- **THE PROBLEM**: Copy exactly the lines from the "Where can you spot the metal pipe" line to the end, both included, and nothing else.
......
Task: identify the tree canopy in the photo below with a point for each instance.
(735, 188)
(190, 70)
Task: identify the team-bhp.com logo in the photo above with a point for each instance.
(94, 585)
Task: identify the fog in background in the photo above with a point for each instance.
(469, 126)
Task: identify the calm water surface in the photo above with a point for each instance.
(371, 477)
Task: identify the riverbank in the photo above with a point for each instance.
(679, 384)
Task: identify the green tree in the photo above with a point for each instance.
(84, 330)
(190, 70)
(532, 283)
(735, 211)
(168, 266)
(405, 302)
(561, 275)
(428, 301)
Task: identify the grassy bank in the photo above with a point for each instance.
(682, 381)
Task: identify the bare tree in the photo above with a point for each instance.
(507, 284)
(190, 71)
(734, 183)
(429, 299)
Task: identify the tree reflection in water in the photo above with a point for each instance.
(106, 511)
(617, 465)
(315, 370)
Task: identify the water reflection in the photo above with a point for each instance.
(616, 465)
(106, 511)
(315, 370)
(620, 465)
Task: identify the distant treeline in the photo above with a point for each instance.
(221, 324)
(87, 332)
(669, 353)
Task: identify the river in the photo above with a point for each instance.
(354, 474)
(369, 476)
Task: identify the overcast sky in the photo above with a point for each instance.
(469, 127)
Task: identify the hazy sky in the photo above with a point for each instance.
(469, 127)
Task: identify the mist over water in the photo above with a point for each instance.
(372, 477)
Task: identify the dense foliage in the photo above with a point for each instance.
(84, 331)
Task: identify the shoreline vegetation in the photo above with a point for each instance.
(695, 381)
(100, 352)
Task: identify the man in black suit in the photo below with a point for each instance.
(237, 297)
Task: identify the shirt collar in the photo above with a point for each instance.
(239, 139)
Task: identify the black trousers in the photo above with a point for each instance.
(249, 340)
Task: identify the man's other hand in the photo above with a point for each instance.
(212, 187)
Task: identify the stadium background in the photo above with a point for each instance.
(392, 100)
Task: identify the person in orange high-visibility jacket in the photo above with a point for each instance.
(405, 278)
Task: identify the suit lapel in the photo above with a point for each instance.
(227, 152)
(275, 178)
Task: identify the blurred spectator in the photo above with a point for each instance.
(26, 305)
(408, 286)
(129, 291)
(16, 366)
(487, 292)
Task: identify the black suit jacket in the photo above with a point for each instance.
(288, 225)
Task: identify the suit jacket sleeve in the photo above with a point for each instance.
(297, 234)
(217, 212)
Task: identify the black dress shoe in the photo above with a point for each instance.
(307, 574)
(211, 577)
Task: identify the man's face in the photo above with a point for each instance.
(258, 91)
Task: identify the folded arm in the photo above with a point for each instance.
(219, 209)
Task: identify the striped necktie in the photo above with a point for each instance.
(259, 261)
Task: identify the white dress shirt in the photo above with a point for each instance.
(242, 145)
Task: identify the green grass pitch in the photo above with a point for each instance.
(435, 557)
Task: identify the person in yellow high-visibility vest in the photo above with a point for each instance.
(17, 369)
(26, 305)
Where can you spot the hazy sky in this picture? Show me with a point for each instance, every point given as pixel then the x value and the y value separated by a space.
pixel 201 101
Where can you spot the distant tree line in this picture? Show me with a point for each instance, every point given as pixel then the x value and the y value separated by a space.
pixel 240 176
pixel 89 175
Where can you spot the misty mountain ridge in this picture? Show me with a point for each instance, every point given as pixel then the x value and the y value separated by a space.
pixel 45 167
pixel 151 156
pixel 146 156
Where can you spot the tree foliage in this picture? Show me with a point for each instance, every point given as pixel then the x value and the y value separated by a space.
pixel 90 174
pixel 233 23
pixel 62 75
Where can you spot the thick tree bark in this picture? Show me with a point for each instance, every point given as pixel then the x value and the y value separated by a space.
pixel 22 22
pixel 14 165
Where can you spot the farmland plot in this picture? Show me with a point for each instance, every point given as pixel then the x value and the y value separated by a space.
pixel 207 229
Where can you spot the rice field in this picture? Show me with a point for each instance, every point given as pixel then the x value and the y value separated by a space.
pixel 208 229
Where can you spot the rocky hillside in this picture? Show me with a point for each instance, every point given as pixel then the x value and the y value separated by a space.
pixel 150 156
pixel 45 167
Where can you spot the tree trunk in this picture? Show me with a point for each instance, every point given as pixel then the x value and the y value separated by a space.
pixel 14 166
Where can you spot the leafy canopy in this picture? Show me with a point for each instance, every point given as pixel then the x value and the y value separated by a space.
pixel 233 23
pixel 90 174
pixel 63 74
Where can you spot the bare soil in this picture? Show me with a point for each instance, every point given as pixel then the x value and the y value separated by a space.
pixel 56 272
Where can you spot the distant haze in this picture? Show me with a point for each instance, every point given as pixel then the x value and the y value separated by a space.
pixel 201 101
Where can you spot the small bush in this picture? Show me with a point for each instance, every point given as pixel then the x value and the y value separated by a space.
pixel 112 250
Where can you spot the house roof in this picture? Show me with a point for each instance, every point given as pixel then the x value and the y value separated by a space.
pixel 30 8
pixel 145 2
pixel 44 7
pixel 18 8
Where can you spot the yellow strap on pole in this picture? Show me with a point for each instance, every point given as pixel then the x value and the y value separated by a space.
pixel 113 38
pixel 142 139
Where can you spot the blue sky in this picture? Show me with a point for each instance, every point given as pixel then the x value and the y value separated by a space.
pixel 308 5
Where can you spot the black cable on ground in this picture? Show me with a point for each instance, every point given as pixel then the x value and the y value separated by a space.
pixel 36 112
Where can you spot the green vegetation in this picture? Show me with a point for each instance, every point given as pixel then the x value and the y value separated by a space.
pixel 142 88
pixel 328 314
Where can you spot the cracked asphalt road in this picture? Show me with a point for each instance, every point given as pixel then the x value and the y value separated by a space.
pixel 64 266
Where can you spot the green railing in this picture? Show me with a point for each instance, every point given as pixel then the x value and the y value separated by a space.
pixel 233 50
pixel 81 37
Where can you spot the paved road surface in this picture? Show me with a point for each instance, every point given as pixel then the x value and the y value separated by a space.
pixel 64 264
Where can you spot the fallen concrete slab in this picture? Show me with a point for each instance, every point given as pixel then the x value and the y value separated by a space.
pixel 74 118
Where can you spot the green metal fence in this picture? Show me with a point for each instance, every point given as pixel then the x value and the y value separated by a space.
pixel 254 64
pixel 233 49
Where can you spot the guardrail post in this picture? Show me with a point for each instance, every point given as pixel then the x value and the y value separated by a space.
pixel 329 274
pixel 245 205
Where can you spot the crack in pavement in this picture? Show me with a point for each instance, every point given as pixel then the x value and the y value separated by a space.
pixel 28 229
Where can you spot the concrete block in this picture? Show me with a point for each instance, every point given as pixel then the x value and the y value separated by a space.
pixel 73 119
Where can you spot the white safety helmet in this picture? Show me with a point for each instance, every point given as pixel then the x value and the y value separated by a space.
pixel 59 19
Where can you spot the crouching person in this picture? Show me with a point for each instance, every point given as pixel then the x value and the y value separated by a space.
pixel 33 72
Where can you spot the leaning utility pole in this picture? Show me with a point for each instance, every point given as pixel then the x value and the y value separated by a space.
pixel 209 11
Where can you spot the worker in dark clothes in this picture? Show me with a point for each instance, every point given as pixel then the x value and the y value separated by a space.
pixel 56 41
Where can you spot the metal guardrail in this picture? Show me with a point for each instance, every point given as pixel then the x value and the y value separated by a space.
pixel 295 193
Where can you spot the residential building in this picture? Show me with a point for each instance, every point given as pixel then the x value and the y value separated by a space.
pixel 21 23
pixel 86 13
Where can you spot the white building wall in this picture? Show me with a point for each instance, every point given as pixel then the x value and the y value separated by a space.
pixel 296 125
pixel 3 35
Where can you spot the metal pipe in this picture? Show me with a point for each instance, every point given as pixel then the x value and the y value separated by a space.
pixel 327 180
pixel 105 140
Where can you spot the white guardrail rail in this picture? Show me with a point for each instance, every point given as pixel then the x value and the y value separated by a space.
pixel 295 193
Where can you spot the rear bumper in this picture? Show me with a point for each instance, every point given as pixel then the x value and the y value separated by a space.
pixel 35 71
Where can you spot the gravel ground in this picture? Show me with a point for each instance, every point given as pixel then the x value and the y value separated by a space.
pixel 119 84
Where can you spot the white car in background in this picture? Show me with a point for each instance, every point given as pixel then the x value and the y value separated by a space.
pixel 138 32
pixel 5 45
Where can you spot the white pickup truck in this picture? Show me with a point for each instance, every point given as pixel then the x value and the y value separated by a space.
......
- **FINAL ANSWER**:
Where can you spot the metal pipe in this picture? Show me with a point for each instance, every point given as pixel then the x value and the y value separated by a space.
pixel 327 180
pixel 105 140
Where can you spot the white guardrail rail in this picture? Show me with a point for each instance, every point given as pixel then the x value and the y value separated by a space.
pixel 295 193
Where can you spot the rear bumper in this picture? Show me with a point for each instance, every point given as pixel then the x value and the y value separated by a space.
pixel 35 71
Where can you spot the gravel ground in this picture? Show me with a point for each instance, every point given as pixel then the x value and the y value separated by a space.
pixel 119 84
Where can you spot the white car in background in this picture? Show me with a point for each instance, every point given as pixel then the x value and the y value separated by a space.
pixel 138 32
pixel 5 45
Where can you spot the white pickup truck in this picture? Show me with a point for each instance, every point given as pixel then the x value and the y value separated by a space.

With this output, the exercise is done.